## GIVEN EXERCISE
Each entry below is to be duplicated verbatim.
▶
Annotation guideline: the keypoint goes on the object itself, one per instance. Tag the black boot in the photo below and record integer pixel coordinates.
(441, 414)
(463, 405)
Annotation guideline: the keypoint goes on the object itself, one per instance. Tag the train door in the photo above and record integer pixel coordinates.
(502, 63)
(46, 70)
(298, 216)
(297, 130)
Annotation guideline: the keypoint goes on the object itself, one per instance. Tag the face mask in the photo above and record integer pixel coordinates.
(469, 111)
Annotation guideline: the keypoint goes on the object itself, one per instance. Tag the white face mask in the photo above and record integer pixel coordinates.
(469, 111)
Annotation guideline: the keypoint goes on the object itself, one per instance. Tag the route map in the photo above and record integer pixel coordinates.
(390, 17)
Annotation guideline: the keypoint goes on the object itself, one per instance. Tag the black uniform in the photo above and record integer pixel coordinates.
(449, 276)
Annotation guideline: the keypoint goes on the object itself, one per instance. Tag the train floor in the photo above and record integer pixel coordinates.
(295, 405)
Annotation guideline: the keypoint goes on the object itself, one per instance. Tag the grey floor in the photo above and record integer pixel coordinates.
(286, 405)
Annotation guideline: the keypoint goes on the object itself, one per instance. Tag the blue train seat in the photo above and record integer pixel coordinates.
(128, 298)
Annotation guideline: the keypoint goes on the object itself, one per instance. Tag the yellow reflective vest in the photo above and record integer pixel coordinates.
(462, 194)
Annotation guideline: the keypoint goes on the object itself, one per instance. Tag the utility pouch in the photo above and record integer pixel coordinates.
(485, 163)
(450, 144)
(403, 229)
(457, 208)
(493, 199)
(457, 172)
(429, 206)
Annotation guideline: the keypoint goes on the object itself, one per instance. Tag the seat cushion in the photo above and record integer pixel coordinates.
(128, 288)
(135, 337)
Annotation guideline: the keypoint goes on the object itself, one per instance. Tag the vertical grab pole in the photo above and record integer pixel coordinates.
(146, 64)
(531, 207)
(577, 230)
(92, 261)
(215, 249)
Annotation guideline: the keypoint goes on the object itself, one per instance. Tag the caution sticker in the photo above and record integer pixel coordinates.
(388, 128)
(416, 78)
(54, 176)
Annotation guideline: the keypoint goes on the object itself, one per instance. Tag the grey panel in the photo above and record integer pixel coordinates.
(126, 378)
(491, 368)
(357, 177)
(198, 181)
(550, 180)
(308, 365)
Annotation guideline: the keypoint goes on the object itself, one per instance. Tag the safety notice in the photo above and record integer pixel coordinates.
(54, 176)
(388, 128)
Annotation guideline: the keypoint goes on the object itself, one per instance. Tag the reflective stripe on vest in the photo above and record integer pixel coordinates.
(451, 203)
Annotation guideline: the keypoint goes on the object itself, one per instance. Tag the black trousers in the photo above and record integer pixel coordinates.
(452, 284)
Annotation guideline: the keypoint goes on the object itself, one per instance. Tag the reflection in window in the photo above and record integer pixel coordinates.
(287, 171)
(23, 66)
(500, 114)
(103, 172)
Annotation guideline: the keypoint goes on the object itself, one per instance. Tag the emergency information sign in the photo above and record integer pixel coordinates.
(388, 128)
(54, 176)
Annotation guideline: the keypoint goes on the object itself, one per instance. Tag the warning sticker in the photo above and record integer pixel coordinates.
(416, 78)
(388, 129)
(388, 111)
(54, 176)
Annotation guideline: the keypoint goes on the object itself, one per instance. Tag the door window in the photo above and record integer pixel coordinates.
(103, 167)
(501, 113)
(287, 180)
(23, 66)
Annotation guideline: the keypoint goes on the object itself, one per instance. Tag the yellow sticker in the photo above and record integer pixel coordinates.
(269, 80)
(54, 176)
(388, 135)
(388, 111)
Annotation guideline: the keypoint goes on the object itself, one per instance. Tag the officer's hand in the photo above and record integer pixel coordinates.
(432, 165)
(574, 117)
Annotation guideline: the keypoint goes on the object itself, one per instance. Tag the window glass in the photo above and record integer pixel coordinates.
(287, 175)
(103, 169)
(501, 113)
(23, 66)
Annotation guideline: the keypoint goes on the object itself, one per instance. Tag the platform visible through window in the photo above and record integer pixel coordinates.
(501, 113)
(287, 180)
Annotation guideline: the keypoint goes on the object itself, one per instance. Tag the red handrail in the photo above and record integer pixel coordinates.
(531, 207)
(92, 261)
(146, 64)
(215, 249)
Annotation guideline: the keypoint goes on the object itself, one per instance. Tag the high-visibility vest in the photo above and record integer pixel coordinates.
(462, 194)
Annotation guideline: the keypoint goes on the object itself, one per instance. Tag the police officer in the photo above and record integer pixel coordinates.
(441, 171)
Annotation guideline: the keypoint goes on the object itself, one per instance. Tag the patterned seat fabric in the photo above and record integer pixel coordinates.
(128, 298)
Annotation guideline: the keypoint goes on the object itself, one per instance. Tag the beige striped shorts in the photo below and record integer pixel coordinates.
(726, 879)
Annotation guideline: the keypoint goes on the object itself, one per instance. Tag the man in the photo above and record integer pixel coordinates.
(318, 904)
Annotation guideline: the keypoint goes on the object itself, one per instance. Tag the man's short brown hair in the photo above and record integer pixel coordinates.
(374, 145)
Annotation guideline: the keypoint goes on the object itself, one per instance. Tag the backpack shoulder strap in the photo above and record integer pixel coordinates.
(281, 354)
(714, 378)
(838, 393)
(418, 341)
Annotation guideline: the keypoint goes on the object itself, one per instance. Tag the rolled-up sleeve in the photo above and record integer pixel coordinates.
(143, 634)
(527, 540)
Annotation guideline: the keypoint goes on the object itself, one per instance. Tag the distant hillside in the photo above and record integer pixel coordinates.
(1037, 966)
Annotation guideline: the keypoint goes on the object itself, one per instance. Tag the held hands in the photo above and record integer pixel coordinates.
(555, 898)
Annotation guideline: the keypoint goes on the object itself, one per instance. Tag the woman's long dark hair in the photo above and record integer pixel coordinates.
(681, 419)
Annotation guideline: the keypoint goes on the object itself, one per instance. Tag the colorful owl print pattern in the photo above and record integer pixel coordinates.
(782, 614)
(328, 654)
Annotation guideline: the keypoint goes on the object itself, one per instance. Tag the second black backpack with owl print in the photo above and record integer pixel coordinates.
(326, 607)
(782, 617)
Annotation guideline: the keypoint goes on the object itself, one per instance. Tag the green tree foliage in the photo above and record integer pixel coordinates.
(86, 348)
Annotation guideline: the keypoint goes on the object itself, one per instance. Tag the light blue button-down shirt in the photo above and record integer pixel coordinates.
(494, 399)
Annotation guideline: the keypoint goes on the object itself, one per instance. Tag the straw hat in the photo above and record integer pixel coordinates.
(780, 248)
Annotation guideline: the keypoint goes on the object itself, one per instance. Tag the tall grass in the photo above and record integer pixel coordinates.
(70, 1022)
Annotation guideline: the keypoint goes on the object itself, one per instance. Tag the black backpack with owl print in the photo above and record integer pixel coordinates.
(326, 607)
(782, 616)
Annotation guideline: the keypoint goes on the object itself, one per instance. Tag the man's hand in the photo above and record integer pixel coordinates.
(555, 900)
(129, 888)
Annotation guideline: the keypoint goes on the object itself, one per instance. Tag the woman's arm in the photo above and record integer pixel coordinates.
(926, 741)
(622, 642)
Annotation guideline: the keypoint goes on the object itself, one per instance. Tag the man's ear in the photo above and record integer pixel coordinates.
◀
## OUTPUT BELOW
Annotation guideline: the keypoint goes on the object itself, one per instance. Tag the black boot in the photo below and record integer pixel coordinates.
(441, 414)
(463, 405)
Annotation guideline: the keypoint goes on the object itself, one per instance. Tag the train door in the photo above and record integer pixel coordinates.
(502, 63)
(46, 70)
(298, 216)
(297, 130)
Annotation guideline: the keypoint goes on the object itself, one per instance. Tag the face mask in the photo above and record integer pixel coordinates.
(469, 111)
Annotation guideline: the keypoint goes on the object itself, one per instance. Tag the white face mask in the photo above and record integer pixel coordinates.
(469, 111)
Annotation guideline: the keypoint goes on the object itself, one per instance. Tag the route map in the photo above and record integer pixel coordinates.
(390, 17)
Annotation guideline: the keypoint goes on the object itself, one per instance. Tag the black uniform in the photo above and record integer pixel coordinates.
(449, 276)
Annotation guideline: the keypoint goes on the object itself, one per instance. Tag the train floor in the photo above and record integer pixel coordinates.
(295, 405)
Annotation guideline: the keypoint goes on the object itself, one per instance. Tag the grey floor in the photo above and record integer pixel coordinates.
(286, 405)
Annotation guideline: the keypoint goes on the object itself, one per instance. Tag the blue train seat in the photo above and record integer pixel coordinates.
(128, 298)
Annotation guideline: the keypoint goes on the object itself, one per instance. Tag the yellow reflective vest in the photo above and record integer pixel coordinates.
(462, 194)
Annotation guideline: the keypoint goes on the object itself, one per instance. Tag the utility pouch in the photo above and record integer pixel coordinates.
(485, 163)
(450, 144)
(403, 229)
(457, 208)
(493, 199)
(457, 172)
(429, 206)
Annotation guideline: the keypoint goes on the object itself, one per instance. Tag the seat cushion in the photo above and record integer pixel coordinates.
(128, 288)
(135, 337)
Annotation guideline: the keypoint goes on the object itself, one per instance. Tag the vertical grab pole in the photo above and record integer pixel coordinates.
(146, 64)
(531, 207)
(577, 230)
(92, 261)
(215, 249)
Annotation guideline: the keypoint goes on the object itself, one per instance. Tag the caution sticker in the photo above and record integer pixel coordinates.
(388, 128)
(416, 78)
(54, 176)
Annotation guideline: the keypoint goes on the object itself, one per instance. Tag the grey panel in the photo above and record integer pixel coordinates.
(126, 378)
(491, 368)
(357, 177)
(198, 181)
(550, 180)
(308, 365)
Annotation guideline: the keypoint goes on the object itself, one per instance. Tag the safety notice in the photo above and record integer pixel coordinates.
(54, 176)
(388, 128)
Annotation guideline: the keypoint goes on the object itself, one per instance. Tag the reflective stripe on vest in the photo above and record integer pixel coordinates.
(451, 203)
Annotation guideline: the keypoint goes on the object itself, one per instance. Tag the black trousers in the photo above and record integer pixel coordinates.
(452, 284)
Annotation guideline: the keypoint goes on the object itself, one per instance. Tag the reflection in window in the photo above and record integer pixel coordinates.
(287, 171)
(23, 66)
(500, 114)
(103, 172)
Annotation guideline: the keypoint goes on the object itself, one per instance. Tag the emergency information sign in the photo above and record integer pixel coordinates.
(388, 128)
(54, 176)
Annotation guideline: the keypoint goes on the object itself, one per instance. Tag the warning sticker in the photo above and record integer pixel coordinates.
(416, 78)
(388, 129)
(388, 111)
(54, 176)
Annotation guideline: the keypoint goes on the object itself, one per instance. Tag the door window in the photo above and record integer pixel coordinates.
(103, 167)
(501, 113)
(287, 180)
(23, 66)
Annotation guideline: the keypoint goes on the object itself, one per instance. Tag the yellow sticker in the photo above and record integer pixel coordinates.
(269, 80)
(54, 176)
(388, 135)
(388, 111)
Annotation guideline: the keypoint goes on the object itself, one per instance. Tag the officer's hand in the photo above and record integer pixel coordinates.
(432, 165)
(574, 117)
Annotation guideline: the keypoint goes on the object itself, one per instance. Tag the window glass in the photo above and record integer pixel coordinates.
(287, 175)
(103, 169)
(501, 113)
(23, 66)
Annotation guideline: the keypoint goes on the object itself, one per instance. Tag the platform visible through window in the photo above and record integer pixel coordinates.
(501, 113)
(287, 180)
Annotation guideline: the keypoint goes on the object itself, one per instance. Tag the red handrail in the photo above and record integer pixel coordinates.
(531, 207)
(92, 261)
(146, 64)
(215, 249)
Annotation guideline: the keypoint goes on the object itself, one per instance. Tag the high-visibility vest in the photo above and record integer pixel coordinates.
(462, 194)
Annotation guideline: the keypoint goes on the object itself, one per instance. Tag the police officer in the photo above and record integer pixel coordinates.
(441, 171)
Annotation guideline: the keypoint goes on the object itself, one per instance. Tag the patterned seat fabric in the photo above and record integer pixel coordinates.
(128, 298)
Annotation guideline: the keypoint goes on the object itself, one per instance. Tag the beige striped shorts in the photo below and record integer pixel coordinates.
(726, 879)
Annotation guideline: the keypoint goes on the object itself, one per instance. Tag the man in the photo above and record integer pixel coordinates.
(318, 904)
Annotation guideline: the keypoint goes on the object itself, one per instance. Tag the man's short brown hair in the photo above and record integer pixel coordinates.
(374, 145)
Annotation guideline: the keypoint goes on the object itself, one per instance. Tag the backpack shoulder strap in the photo above and record integer pixel coordinates.
(281, 354)
(714, 378)
(838, 393)
(418, 341)
Annotation guideline: the keypoint goes on the object itself, one per instance. Tag the rolled-up sleeve in the photo above and record integer pixel coordinates.
(143, 634)
(527, 540)
Annotation guideline: the keypoint goes on the object itself, one per instance. Tag the distant hillside in the photo above and record integer pixel coordinates.
(1037, 966)
Annotation guideline: the keypoint goes on the object itself, one per instance. Tag the held hands in the photo above and record integer pixel coordinates.
(555, 898)
Annotation guideline: the keypoint goes on the object itself, one per instance. Tag the woman's long dark hair in the photo above and record integer pixel coordinates.
(681, 419)
Annotation guideline: the keypoint goes on the object itself, one per instance. Tag the colorful owl print pattern in the photo above and record integer pixel coordinates.
(782, 614)
(328, 654)
Annotation guideline: the keypoint goes on the object itself, one per instance. Tag the second black backpack with owl print in the photo above and record integer pixel coordinates.
(326, 607)
(782, 617)
Annotation guideline: the keypoint goes on the object itself, one per instance. Tag the green tree foliage in the photo above and record integer pixel coordinates.
(86, 348)
Annotation guideline: the keypoint goes on the object itself, one per instance. Tag the light blue button-down shirt in the photo above and record integer pixel coordinates.
(494, 399)
Annotation guideline: the keypoint goes on the object itself, one per instance. Tag the straw hat in the photo above and record integer pixel coordinates.
(780, 248)
Annotation guideline: the keypoint goes on the object itself, one per instance. Tag the tall grass in the photo above and record integer pixel coordinates.
(70, 1022)
Annotation guideline: the keypoint goes on the object itself, one per instance. Tag the black backpack with owl print in the photo above and record integer pixel coordinates.
(326, 607)
(782, 616)
Annotation guideline: the keypoint goes on the object itself, one per instance. Tag the man's hand in the photo above and record integer pixel coordinates.
(555, 900)
(129, 888)
Annotation guideline: the keypoint goes on the object itself, one per instance. Tag the woman's arm in the photo above and record integer pixel coordinates.
(926, 741)
(622, 642)
Annotation guideline: the keypoint goes on the object itself, one per instance. Tag the man's ear in the photo above and record integer pixel coordinates.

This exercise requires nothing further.